Required work — Go through the entries below from the first line and transcribe each one exactly, ending with the line that contains "pixel 263 254".

Dataset excerpts
= Beginning of Section =

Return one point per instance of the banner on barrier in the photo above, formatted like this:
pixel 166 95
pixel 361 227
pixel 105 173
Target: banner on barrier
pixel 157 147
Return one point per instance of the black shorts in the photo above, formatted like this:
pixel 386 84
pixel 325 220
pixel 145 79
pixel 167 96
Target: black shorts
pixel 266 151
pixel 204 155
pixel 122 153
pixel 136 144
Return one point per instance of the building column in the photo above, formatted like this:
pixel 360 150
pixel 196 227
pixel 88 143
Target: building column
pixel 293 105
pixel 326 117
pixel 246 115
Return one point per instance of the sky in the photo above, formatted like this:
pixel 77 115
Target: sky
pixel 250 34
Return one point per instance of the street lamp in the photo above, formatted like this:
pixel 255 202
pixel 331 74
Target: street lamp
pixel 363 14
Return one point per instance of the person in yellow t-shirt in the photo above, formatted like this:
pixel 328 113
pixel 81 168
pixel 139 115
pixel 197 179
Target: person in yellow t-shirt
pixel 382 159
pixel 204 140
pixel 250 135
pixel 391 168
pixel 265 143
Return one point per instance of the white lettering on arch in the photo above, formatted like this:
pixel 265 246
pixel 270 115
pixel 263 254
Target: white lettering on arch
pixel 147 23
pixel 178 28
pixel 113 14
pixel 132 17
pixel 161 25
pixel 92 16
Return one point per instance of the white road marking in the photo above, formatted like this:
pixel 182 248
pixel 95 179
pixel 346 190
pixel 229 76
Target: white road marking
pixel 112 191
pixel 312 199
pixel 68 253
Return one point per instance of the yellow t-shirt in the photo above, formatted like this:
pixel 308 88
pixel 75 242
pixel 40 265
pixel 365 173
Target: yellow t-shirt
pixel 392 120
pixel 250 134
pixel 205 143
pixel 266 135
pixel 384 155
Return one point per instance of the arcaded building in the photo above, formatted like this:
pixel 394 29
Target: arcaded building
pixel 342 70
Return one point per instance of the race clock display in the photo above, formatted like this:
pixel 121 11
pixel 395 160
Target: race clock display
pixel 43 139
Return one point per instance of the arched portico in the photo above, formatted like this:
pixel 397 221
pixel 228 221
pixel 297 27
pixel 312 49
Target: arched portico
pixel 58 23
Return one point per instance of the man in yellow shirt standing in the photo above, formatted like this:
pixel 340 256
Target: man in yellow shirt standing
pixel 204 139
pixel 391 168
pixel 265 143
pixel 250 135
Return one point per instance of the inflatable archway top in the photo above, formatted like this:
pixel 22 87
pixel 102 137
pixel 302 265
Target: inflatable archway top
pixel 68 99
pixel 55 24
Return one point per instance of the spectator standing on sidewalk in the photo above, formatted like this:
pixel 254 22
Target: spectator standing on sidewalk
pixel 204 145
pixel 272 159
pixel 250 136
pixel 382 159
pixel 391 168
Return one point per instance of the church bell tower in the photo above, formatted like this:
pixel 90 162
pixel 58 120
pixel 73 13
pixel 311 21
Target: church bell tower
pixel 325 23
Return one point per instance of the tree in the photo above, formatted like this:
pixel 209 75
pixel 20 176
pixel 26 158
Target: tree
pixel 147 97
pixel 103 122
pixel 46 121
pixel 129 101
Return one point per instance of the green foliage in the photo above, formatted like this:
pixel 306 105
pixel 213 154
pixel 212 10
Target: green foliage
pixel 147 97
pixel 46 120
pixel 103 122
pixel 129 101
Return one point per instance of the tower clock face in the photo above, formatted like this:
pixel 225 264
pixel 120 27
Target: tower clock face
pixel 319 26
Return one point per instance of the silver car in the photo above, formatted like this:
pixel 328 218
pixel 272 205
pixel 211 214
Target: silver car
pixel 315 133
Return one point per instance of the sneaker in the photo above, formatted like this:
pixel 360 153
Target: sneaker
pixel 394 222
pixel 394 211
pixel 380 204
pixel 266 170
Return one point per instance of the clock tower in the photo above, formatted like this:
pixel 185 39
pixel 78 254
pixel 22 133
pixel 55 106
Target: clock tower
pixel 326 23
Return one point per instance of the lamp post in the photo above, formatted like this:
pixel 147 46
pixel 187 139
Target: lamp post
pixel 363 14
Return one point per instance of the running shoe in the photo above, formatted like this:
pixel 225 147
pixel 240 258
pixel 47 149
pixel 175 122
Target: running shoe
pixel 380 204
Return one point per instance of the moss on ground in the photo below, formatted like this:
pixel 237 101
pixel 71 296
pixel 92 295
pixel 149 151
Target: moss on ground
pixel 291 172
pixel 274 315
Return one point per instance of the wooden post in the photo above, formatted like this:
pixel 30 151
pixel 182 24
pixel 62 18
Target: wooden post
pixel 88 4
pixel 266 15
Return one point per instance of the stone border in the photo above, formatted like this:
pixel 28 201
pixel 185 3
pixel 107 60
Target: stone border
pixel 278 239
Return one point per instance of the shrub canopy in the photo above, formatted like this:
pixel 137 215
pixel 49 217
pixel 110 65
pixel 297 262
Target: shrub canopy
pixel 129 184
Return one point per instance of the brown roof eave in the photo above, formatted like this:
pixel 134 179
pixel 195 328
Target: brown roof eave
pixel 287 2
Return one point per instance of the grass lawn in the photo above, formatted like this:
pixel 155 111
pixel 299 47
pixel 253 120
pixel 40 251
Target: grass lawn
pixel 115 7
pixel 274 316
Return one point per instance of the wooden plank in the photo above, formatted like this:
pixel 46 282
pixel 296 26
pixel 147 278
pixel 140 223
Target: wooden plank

= End of Section =

Solution to this problem —
Return one point per instance of the banner on barrier in the photo above, formatted like this:
pixel 166 95
pixel 361 227
pixel 105 173
Target: banner on barrier
pixel 157 147
Return one point per instance of the black shorts in the photo above, formatted like this:
pixel 386 84
pixel 325 220
pixel 145 79
pixel 167 96
Target: black shorts
pixel 266 151
pixel 204 155
pixel 122 153
pixel 136 144
Return one point per instance of the building column in the photo above, formatted like this:
pixel 360 150
pixel 196 227
pixel 88 143
Target: building column
pixel 293 105
pixel 326 117
pixel 246 115
Return one point per instance of the sky in the photo above, formatted like this:
pixel 77 115
Target: sky
pixel 250 34
Return one point per instance of the street lamp in the photo above, formatted like this:
pixel 255 202
pixel 331 74
Target: street lamp
pixel 363 14
Return one point per instance of the person in yellow t-shirt in the photo above, formatted like this:
pixel 328 113
pixel 81 168
pixel 139 115
pixel 197 179
Target: person in yellow t-shirt
pixel 382 159
pixel 204 140
pixel 250 135
pixel 391 168
pixel 265 143
Return one point per instance of the white lettering on arch in the photo above, formatted like this:
pixel 265 246
pixel 270 115
pixel 263 254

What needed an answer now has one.